### Task item
Reproduce the part of the tour blog excerpt starting with "Friday 5 November" and going on through "We Are Then...", word for word.

Friday 5 November 2010

The Sprinter Beckons...


Pete, Sophia, self and Dan, all in protective get-in gear the day before the tour started. Adieu "Vertigo", and thanks for all the good times x


Wednesday 3 November 2010

So Here We Are Then...

One thing today's venue, Carterton, has in common with the JR is that it's a venue OTC haven't visited before, and last week it was reported that it wasn't selling very well. Which strikes fear into you for a last night - I mean, a bang not a whimper, not the other way around, right?
But Vertigo isn't destined to close under a cloud. Despite many potential drawbacks (including the news that there won't be any booze on sale - which is mistakenly announced just as someone starts uncorking wine in the bar...?) a good crowd gathers and we set about doing everything for the last time.

### Provided material
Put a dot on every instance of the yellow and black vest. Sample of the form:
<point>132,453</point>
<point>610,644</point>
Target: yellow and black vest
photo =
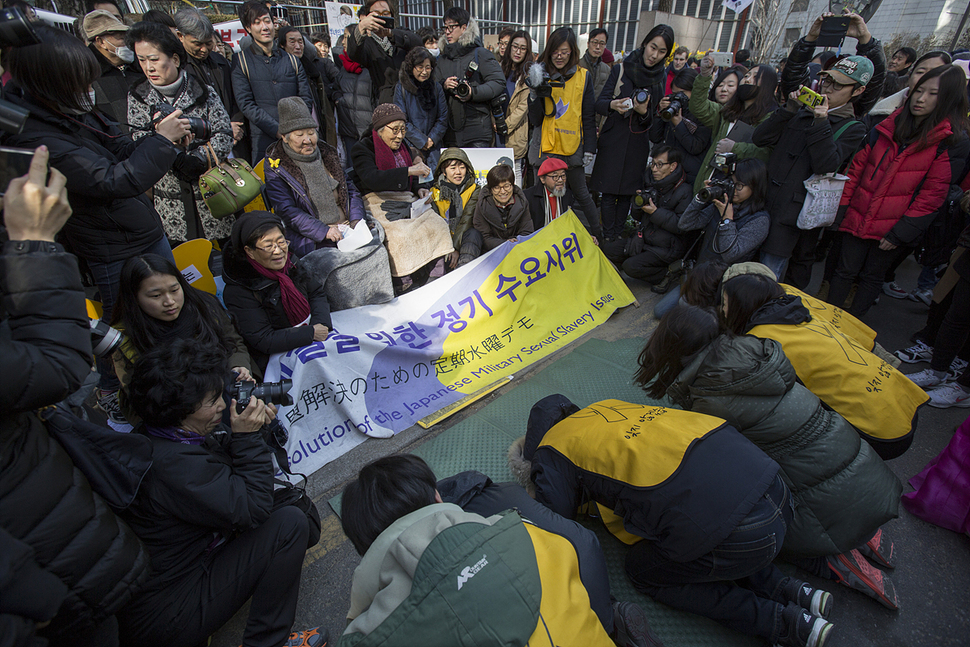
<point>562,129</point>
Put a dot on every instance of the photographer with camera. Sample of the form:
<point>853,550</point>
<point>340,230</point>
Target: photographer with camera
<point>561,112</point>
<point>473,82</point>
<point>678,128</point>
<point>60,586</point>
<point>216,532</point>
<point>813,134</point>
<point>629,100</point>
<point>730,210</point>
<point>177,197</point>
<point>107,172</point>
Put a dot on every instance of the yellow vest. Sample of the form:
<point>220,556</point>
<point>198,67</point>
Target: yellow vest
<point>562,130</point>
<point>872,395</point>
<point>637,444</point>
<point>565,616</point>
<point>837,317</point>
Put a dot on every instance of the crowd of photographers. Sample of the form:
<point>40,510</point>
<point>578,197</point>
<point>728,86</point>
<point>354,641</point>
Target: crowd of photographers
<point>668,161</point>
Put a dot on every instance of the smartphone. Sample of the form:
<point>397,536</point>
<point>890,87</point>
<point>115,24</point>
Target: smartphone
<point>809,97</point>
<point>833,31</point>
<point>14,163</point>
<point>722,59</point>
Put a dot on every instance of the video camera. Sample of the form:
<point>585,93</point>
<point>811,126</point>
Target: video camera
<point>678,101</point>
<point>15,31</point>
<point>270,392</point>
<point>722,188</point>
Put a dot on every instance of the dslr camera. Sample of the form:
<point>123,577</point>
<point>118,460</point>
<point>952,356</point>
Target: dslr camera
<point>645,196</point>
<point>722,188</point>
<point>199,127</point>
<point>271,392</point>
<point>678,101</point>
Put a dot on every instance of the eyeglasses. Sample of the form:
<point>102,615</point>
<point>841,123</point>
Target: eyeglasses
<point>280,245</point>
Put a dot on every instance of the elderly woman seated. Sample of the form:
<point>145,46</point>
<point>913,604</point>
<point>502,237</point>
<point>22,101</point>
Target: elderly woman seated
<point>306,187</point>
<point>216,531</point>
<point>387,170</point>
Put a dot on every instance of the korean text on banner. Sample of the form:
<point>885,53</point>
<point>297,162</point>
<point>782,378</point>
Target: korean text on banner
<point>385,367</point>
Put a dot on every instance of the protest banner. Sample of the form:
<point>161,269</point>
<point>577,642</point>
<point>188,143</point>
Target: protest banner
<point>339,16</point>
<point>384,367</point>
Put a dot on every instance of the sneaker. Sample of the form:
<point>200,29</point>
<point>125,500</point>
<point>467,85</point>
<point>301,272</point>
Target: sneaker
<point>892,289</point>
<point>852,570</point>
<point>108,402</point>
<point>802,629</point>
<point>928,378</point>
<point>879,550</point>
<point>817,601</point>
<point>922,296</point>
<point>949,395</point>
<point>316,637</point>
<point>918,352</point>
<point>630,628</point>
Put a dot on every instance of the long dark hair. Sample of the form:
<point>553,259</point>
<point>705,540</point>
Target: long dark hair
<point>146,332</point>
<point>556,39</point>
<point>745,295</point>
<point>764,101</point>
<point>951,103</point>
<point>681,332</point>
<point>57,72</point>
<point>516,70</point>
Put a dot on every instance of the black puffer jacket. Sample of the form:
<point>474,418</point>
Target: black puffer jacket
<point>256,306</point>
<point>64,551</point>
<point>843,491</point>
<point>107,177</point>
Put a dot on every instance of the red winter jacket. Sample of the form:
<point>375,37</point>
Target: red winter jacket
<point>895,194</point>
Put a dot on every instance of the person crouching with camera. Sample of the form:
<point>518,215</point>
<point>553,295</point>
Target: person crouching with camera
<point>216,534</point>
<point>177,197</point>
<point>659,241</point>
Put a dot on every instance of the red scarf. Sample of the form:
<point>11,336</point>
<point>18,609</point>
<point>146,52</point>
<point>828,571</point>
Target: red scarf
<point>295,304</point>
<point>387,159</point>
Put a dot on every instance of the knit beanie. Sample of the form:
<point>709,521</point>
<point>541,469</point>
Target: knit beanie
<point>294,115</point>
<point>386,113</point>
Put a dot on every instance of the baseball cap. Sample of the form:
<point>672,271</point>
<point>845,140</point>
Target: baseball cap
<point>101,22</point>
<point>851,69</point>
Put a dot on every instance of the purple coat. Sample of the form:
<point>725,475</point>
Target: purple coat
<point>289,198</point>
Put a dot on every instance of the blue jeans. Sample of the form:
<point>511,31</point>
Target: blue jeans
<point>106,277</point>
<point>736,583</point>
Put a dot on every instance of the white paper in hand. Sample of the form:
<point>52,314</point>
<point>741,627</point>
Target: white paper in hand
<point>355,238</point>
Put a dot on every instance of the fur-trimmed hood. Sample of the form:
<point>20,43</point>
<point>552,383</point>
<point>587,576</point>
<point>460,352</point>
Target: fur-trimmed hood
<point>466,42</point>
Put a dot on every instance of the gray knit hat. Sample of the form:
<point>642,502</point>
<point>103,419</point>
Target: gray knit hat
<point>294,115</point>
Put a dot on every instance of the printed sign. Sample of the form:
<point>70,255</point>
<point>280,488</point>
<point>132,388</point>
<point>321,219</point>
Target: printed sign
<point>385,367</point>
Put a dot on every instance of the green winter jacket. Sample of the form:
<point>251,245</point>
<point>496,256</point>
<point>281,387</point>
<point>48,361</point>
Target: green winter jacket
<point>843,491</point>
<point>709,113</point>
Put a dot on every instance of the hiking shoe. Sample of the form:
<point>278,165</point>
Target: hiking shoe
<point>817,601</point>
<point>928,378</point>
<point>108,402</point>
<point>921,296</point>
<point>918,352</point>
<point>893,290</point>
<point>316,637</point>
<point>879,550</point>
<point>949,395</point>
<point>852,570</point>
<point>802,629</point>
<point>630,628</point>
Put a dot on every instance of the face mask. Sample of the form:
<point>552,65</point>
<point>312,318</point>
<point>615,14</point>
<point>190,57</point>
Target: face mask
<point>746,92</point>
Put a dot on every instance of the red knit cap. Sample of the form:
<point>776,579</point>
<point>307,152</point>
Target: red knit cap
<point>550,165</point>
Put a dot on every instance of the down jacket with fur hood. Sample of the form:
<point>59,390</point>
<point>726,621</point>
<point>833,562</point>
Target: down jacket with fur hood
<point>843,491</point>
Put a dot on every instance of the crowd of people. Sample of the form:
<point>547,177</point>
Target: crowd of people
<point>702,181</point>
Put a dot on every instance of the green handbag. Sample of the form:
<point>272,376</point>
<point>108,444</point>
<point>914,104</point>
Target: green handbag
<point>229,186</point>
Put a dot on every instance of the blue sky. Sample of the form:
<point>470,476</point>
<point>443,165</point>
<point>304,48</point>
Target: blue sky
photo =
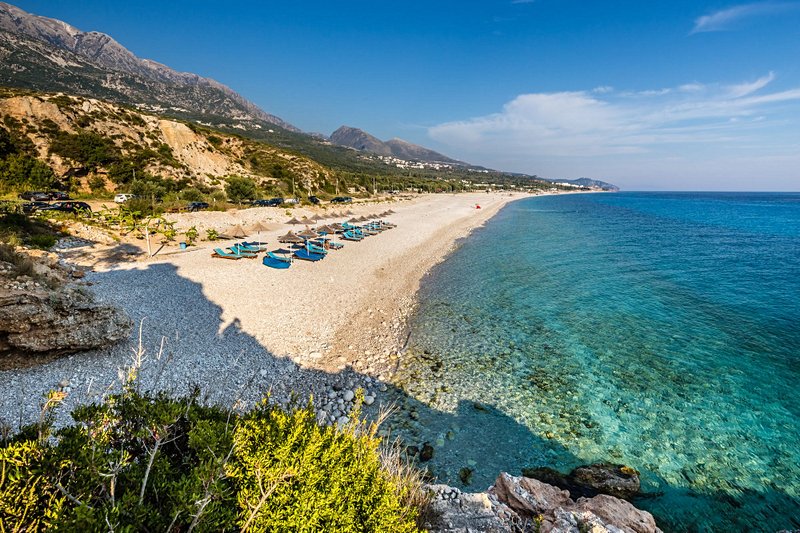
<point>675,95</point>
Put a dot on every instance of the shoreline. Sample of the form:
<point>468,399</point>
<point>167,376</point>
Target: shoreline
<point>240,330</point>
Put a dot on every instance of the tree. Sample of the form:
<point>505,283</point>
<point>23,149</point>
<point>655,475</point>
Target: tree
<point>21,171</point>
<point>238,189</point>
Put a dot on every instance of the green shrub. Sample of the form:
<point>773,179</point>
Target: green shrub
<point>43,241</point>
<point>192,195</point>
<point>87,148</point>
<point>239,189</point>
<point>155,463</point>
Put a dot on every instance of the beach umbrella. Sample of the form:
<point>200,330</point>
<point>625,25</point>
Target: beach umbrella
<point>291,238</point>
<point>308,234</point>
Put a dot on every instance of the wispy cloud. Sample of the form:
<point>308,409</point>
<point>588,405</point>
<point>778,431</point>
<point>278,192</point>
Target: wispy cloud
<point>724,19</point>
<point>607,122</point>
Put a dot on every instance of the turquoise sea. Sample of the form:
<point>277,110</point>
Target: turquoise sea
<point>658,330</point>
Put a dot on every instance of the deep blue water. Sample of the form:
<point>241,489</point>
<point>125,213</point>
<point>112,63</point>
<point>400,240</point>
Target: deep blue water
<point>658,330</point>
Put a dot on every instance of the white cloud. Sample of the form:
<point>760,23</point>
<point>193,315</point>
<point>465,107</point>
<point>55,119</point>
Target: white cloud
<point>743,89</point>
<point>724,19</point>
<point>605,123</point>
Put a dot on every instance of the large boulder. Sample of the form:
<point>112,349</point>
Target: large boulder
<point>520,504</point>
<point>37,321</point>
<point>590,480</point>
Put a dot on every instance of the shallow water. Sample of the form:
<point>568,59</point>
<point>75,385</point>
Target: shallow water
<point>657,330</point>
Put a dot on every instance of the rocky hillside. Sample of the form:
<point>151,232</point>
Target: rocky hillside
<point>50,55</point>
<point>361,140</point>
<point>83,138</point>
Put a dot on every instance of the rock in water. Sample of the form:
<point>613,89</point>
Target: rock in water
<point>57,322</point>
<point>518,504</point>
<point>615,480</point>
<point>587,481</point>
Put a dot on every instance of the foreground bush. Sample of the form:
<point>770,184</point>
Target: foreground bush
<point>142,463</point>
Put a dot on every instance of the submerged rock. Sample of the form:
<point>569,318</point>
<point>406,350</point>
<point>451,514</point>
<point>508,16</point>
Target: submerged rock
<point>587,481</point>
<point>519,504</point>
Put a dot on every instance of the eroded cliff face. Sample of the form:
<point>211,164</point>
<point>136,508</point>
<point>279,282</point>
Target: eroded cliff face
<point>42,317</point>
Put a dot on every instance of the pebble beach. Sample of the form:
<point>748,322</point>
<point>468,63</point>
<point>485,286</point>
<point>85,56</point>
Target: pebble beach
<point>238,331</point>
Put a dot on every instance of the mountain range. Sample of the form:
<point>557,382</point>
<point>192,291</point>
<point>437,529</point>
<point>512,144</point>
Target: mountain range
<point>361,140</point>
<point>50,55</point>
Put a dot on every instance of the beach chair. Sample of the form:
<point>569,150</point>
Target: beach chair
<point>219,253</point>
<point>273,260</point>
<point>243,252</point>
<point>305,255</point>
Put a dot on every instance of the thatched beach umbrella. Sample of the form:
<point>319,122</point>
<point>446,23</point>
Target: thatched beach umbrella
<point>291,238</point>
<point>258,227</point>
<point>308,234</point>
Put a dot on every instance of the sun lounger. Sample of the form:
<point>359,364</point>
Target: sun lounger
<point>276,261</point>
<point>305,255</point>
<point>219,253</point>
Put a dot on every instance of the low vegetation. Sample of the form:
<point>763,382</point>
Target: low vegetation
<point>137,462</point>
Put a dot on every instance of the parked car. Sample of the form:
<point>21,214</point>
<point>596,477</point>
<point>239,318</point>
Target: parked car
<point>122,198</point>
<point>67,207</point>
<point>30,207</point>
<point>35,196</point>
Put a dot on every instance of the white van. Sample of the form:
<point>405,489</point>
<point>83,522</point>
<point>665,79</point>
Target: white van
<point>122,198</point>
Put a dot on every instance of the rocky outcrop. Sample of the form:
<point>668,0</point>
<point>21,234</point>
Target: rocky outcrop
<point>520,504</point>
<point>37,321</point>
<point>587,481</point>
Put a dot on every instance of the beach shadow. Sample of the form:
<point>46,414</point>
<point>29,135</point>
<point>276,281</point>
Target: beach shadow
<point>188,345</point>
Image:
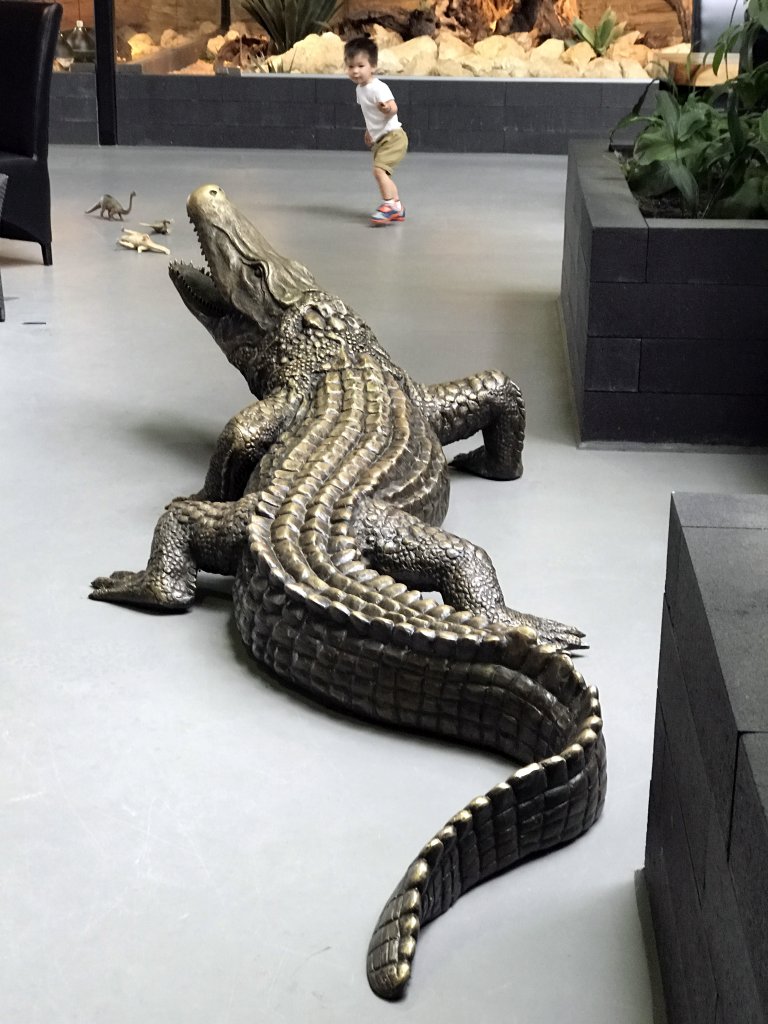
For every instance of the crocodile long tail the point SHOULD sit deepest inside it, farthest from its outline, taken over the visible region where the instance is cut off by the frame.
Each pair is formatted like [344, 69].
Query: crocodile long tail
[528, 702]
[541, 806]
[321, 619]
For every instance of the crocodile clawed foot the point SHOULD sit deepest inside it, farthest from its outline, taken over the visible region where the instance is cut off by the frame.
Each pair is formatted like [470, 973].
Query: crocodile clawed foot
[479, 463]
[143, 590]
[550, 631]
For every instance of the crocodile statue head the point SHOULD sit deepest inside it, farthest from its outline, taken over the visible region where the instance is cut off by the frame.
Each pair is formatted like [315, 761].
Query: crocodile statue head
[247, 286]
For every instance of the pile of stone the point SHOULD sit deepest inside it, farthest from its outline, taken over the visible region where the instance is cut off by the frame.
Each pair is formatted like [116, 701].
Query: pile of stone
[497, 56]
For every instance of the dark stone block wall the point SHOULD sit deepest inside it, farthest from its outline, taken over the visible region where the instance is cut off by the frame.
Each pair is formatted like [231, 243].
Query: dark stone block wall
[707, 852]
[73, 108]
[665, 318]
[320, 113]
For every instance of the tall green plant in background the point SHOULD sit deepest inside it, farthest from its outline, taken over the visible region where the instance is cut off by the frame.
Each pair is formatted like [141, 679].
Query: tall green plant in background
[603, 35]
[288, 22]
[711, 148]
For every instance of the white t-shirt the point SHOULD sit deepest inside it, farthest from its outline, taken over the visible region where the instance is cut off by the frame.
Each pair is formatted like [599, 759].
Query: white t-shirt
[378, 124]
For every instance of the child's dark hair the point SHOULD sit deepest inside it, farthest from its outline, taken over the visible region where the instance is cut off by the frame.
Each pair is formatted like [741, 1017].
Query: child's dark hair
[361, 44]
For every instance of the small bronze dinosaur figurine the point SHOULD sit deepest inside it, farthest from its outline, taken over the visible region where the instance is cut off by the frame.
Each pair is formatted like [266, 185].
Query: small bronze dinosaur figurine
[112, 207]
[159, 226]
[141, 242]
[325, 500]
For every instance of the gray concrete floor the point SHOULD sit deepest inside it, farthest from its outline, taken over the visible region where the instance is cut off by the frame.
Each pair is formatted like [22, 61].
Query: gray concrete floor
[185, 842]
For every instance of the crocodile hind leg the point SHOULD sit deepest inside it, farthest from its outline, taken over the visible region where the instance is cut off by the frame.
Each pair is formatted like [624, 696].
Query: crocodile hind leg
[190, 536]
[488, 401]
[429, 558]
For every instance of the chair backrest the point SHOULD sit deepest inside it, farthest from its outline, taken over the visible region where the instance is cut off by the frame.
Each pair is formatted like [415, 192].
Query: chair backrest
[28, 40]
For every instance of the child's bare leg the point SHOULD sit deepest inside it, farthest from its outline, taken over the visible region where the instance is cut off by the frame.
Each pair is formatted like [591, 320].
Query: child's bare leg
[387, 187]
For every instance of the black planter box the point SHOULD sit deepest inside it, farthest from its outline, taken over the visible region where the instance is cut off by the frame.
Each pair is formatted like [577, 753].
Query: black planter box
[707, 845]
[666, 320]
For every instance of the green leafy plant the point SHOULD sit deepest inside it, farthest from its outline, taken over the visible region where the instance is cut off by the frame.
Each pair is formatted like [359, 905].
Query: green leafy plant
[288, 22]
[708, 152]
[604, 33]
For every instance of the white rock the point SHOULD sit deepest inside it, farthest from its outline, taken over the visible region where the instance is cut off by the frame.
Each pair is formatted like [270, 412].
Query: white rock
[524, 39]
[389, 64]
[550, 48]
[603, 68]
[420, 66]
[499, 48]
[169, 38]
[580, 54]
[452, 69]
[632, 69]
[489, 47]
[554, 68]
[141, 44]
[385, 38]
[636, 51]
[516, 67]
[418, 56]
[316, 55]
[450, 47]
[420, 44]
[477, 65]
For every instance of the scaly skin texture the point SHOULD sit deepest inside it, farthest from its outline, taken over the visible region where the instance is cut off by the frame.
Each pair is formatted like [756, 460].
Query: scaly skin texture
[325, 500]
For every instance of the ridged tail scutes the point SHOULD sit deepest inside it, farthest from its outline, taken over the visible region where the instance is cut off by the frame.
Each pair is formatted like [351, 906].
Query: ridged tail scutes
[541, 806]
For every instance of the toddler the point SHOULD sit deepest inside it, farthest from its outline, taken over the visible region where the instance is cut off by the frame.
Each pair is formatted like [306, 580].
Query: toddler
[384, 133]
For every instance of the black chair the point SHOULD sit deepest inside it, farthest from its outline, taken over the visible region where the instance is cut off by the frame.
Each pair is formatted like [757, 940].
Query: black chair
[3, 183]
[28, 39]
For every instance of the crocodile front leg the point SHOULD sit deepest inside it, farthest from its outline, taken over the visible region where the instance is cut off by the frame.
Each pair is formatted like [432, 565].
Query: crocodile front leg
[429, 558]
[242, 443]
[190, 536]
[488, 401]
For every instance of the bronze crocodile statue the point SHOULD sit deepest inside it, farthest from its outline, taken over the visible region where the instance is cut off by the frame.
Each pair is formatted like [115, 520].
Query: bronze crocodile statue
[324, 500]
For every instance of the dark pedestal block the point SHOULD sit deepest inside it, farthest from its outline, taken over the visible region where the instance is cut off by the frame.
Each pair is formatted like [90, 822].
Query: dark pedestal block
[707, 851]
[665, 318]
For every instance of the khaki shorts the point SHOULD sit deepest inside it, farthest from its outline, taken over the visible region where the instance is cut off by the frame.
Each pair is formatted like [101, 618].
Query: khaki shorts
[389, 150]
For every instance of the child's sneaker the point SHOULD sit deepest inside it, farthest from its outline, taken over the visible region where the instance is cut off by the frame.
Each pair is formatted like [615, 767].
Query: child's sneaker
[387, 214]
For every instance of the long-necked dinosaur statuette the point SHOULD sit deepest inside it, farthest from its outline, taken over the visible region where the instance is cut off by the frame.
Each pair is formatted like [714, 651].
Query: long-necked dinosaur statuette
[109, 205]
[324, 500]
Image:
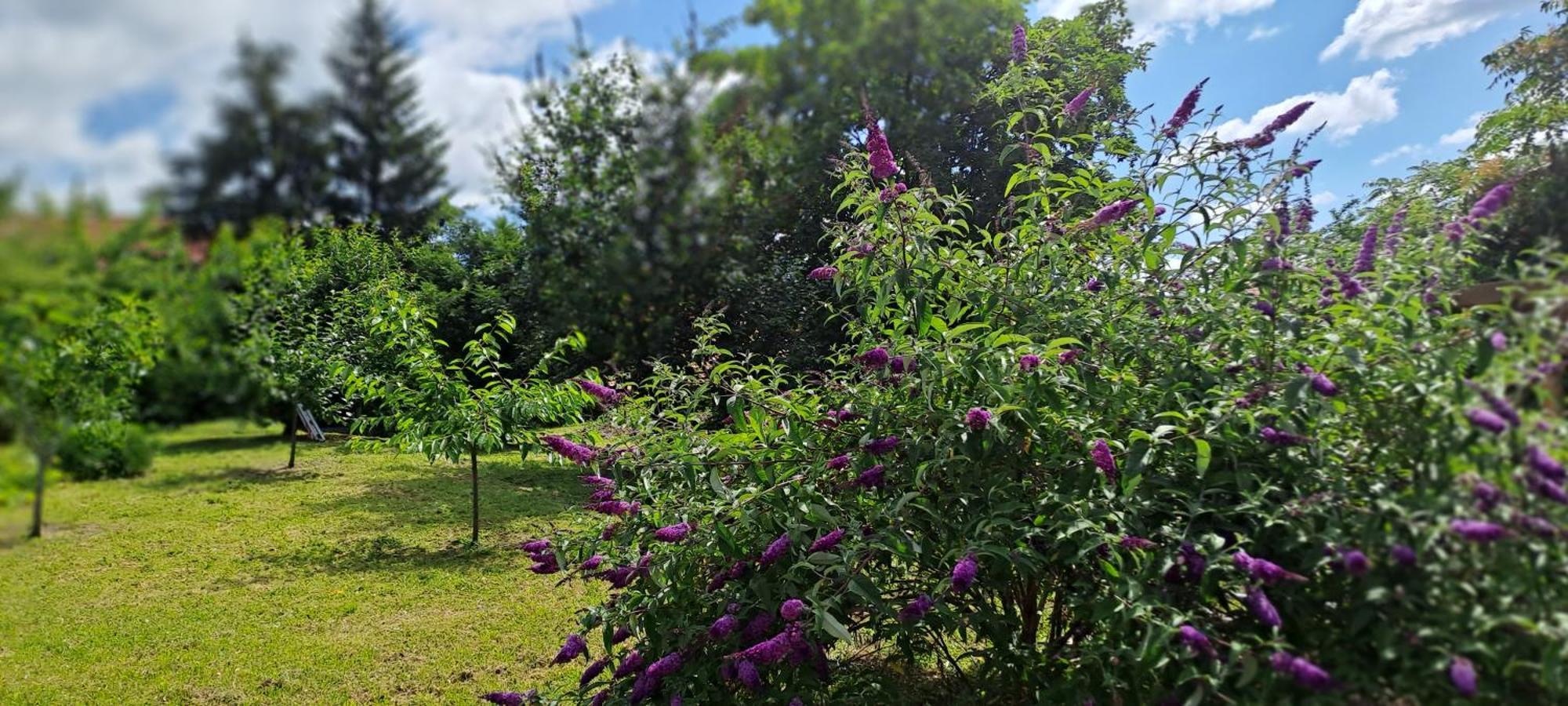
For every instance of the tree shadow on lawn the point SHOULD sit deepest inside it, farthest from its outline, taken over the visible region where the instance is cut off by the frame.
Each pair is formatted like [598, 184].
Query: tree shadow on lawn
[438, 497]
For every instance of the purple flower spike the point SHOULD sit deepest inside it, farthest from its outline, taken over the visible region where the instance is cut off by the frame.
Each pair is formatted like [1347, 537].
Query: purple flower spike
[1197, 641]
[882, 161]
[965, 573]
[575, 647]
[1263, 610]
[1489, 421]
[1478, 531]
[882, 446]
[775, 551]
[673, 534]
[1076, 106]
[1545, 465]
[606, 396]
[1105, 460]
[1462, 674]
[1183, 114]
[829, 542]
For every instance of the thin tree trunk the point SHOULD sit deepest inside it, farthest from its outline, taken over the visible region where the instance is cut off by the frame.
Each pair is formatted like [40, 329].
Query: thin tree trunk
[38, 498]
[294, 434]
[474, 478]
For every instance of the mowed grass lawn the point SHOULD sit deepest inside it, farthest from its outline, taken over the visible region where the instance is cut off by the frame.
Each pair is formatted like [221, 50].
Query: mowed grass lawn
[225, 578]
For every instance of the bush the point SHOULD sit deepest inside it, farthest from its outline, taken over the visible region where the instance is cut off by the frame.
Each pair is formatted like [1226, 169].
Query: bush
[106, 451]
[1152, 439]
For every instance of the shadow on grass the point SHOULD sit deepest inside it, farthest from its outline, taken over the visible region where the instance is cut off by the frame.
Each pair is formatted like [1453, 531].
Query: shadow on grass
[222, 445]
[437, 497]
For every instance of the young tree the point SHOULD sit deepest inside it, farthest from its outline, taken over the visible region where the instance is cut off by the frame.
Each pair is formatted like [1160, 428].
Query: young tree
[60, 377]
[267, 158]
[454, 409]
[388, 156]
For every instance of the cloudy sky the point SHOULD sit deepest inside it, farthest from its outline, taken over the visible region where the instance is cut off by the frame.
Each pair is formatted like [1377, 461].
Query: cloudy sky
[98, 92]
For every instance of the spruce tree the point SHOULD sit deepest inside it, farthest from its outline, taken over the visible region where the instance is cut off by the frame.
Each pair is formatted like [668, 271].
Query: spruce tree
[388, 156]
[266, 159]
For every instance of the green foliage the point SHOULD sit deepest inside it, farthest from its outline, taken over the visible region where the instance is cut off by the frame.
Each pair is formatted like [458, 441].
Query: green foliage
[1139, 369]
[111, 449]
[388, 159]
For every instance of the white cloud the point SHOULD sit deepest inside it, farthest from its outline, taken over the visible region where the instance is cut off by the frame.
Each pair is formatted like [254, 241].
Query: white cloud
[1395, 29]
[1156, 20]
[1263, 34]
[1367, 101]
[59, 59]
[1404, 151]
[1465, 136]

### Written response
Friday 5 November 2010

The Sprinter Beckons...


Pete, Sophia, self and Dan, all in protective get-in gear the day before the tour started. Adieu "Vertigo", and thanks for all the good times x


Wednesday 3 November 2010

So Here We Are Then...